**Document passage:**
Well OK boys and girls, we have some curious results here. TL;DR version is that two of the teal Reedy Mods with red dots are 16x2, while the third, missing its dot is a 17x3.
I think that this was either a sponsored driver who used motors once and then swapped out, or someone who drove extremely seldom and perhaps liked to run 4 cells nicad class in 1/12th. My guess is based on the fact that their comms have almost no wear at all on them, just a tiny bit of burn which I polished off using 800 grit and a drop of oil, plus each motor appeared to never have been opened. One had a bonus E clip inside of it, and every set of brushes is broken in then just set aside.
My biggest question remains in that I have no idea why Mike Reedy was making Teal Green Modifieds while over at Edinger St. were these meant for RC10s and old pan cars? I’ve added a photo comparing just how blue the labels are compared to a regular green reedy mod decal.
Construction is otherwise really nice. The NMB bearings are smooth as can be and an early take on combining a single teflon spacer under metal shims was employed for centering the arms inside their cans’ respective magnetic fields. They’re otherwise totally normal Reedys and you see the typical steps of hand wound quality such as some expose offset, the telltale reinforcement winding under the brazed comm tabs to each group of windings, and every stack is numbered.
That’s a bit weird: the 17x3 just had a number seven on it so it took some macro lens time to suss the winds. One 16 double is simply labeled as “16” on its arm, and the other 16d is old school winds-turns nomenclature so it reads ”26” on the armature stack. This was of course long before anybody dared make a 6-turn 540, so I suppose everyone just assumed it’d be in the teens when looking at a rotor made by this group.

**Listed records:**
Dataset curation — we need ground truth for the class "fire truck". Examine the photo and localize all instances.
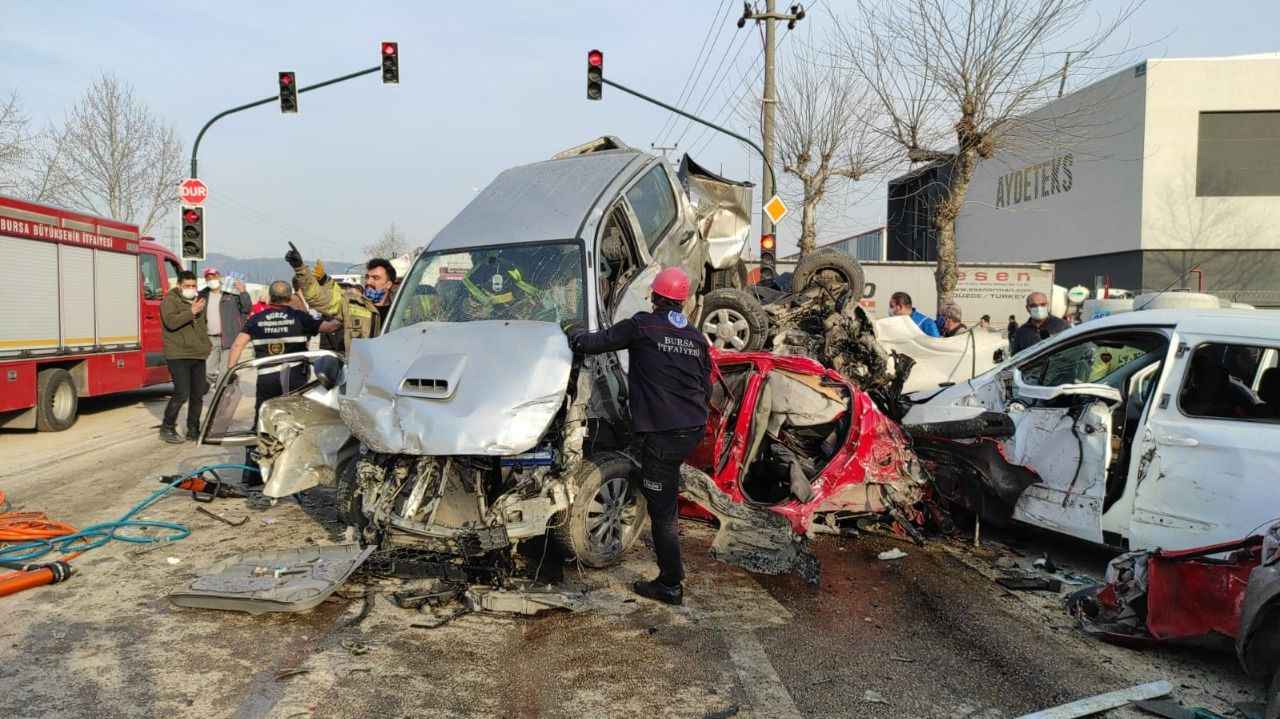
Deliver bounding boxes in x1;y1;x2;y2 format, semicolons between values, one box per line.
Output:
0;196;182;431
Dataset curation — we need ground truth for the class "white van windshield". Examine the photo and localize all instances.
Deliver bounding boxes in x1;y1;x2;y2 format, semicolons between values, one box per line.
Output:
385;241;586;331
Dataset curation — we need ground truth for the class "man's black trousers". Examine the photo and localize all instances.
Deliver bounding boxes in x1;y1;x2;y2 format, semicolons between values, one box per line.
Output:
637;427;707;587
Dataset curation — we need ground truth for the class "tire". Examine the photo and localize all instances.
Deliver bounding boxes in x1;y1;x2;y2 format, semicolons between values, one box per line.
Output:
698;289;769;352
36;367;79;432
791;249;867;299
334;457;369;537
550;452;645;569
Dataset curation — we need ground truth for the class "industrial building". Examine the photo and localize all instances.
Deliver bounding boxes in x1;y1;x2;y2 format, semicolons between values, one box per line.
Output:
886;52;1280;307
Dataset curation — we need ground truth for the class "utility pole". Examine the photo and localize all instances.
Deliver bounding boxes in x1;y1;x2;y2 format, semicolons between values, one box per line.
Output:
649;140;680;160
737;0;804;234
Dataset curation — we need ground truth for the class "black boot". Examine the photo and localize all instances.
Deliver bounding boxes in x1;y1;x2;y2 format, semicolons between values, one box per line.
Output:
631;580;685;606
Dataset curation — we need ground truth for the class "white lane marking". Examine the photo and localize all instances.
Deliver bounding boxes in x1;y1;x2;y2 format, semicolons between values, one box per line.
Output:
726;631;803;719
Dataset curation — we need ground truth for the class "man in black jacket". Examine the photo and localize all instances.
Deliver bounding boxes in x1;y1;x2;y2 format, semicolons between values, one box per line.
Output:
570;267;712;604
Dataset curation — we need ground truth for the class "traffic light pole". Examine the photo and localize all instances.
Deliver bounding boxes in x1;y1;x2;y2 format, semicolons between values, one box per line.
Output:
191;65;383;178
596;77;777;217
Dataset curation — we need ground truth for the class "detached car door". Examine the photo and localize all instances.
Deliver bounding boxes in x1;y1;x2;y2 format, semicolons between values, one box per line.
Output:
1129;333;1280;549
1004;330;1167;544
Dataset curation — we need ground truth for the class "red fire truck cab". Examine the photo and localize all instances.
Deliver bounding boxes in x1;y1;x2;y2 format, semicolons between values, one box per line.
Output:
0;196;182;431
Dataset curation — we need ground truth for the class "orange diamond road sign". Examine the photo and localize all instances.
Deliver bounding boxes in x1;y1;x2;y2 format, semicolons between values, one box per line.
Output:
764;194;787;224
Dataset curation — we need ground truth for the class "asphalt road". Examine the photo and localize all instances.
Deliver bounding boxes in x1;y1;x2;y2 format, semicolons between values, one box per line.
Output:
0;391;1261;718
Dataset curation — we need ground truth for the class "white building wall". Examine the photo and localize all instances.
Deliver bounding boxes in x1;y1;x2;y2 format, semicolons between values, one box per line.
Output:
956;68;1147;262
1142;54;1280;249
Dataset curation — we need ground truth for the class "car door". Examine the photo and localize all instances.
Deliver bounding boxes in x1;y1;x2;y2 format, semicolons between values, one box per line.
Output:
1129;333;1280;549
138;249;172;385
1002;330;1166;544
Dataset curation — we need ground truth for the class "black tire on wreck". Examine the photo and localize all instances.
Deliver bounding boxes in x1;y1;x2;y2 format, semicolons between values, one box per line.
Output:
698;289;769;352
791;249;867;299
550;452;646;568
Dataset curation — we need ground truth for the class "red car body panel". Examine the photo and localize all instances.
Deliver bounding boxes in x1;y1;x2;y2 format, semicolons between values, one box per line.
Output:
681;351;911;535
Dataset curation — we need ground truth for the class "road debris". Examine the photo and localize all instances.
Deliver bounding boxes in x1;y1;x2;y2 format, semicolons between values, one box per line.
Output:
1019;681;1174;719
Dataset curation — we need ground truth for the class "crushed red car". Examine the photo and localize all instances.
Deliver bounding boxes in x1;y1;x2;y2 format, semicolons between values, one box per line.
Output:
1068;522;1280;719
682;352;928;582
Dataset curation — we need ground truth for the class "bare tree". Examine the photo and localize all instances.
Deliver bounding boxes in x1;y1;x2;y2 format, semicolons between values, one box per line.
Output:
365;223;412;258
774;43;893;257
837;0;1140;304
0;92;33;194
34;74;183;234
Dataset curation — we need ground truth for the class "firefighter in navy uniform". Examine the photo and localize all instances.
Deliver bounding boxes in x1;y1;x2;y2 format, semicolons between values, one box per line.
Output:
570;267;712;604
227;280;338;485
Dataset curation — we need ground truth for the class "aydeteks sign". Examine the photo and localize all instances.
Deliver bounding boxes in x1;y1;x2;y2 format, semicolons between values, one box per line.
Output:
996;152;1074;207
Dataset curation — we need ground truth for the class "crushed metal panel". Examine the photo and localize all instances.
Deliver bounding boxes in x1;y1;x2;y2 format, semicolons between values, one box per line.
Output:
169;544;374;614
259;394;351;498
680;464;820;585
339;320;573;457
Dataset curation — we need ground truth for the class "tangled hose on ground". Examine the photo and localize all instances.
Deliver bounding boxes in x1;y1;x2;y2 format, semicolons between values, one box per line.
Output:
0;464;252;565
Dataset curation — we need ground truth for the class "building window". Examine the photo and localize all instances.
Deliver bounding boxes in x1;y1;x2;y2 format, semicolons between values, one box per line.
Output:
1196;110;1280;197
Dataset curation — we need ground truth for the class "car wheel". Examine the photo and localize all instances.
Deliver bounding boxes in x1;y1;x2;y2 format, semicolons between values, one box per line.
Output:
791;249;867;299
698;289;769;352
552;452;645;568
36;367;79;432
334;450;369;537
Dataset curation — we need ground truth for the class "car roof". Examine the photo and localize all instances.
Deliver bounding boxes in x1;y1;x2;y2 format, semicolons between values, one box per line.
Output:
1062;310;1280;339
426;150;657;252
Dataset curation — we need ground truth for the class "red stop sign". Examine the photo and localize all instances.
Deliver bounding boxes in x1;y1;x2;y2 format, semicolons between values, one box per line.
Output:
178;178;209;207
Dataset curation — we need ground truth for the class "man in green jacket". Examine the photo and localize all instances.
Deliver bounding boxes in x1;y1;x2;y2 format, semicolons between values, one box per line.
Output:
160;271;212;444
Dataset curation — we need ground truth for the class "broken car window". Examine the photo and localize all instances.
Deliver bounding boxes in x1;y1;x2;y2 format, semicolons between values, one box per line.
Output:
626;165;676;251
387;242;586;331
1178;343;1280;422
1020;334;1167;389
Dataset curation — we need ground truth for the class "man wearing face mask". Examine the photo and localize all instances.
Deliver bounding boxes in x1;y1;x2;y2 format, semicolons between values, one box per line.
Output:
284;243;373;352
160;271;212;444
200;267;253;384
1014;292;1070;354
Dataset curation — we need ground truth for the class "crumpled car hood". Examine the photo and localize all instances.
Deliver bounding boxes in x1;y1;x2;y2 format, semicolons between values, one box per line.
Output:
338;320;573;455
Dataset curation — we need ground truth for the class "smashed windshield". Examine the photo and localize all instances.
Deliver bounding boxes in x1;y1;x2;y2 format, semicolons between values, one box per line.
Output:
387;242;586;331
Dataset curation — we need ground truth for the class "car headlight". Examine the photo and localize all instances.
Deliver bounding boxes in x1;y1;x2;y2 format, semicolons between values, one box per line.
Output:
1262;522;1280;565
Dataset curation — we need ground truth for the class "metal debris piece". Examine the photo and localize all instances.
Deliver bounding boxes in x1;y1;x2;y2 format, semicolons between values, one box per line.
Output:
1018;679;1174;719
196;507;248;527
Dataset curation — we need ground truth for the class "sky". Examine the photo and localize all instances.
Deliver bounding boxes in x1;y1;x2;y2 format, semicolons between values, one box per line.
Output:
0;0;1280;260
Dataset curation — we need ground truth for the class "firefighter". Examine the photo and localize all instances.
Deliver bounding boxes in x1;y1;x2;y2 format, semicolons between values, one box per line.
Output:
570;267;712;604
227;280;338;485
284;243;381;352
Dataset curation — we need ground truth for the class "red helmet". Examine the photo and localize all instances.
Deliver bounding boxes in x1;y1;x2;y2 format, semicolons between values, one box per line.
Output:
653;267;689;302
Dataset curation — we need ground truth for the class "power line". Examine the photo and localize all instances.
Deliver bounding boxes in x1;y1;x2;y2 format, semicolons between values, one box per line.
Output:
662;0;732;145
650;0;728;145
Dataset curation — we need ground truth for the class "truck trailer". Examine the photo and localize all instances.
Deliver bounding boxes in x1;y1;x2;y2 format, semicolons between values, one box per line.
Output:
0;196;182;431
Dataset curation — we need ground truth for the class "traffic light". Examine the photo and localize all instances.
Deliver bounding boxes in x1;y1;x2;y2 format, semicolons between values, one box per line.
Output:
182;207;205;261
760;234;778;281
586;50;604;100
383;42;399;84
280;72;298;113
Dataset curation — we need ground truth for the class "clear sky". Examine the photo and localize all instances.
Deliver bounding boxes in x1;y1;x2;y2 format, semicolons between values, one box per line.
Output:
0;0;1280;260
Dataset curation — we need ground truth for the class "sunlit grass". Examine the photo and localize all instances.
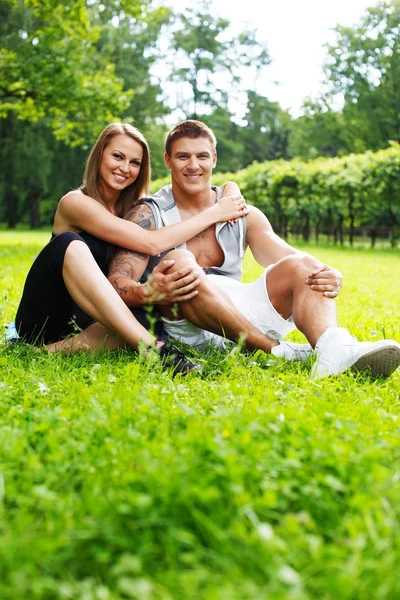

**Assignment:**
Return the passage of the Reedy motor write-up above from "I think that" to "reedy mod decal.", copied word for word.

**Task answer:**
I think that this was either a sponsored driver who used motors once and then swapped out, or someone who drove extremely seldom and perhaps liked to run 4 cells nicad class in 1/12th. My guess is based on the fact that their comms have almost no wear at all on them, just a tiny bit of burn which I polished off using 800 grit and a drop of oil, plus each motor appeared to never have been opened. One had a bonus E clip inside of it, and every set of brushes is broken in then just set aside.
My biggest question remains in that I have no idea why Mike Reedy was making Teal Green Modifieds while over at Edinger St. were these meant for RC10s and old pan cars? I’ve added a photo comparing just how blue the labels are compared to a regular green reedy mod decal.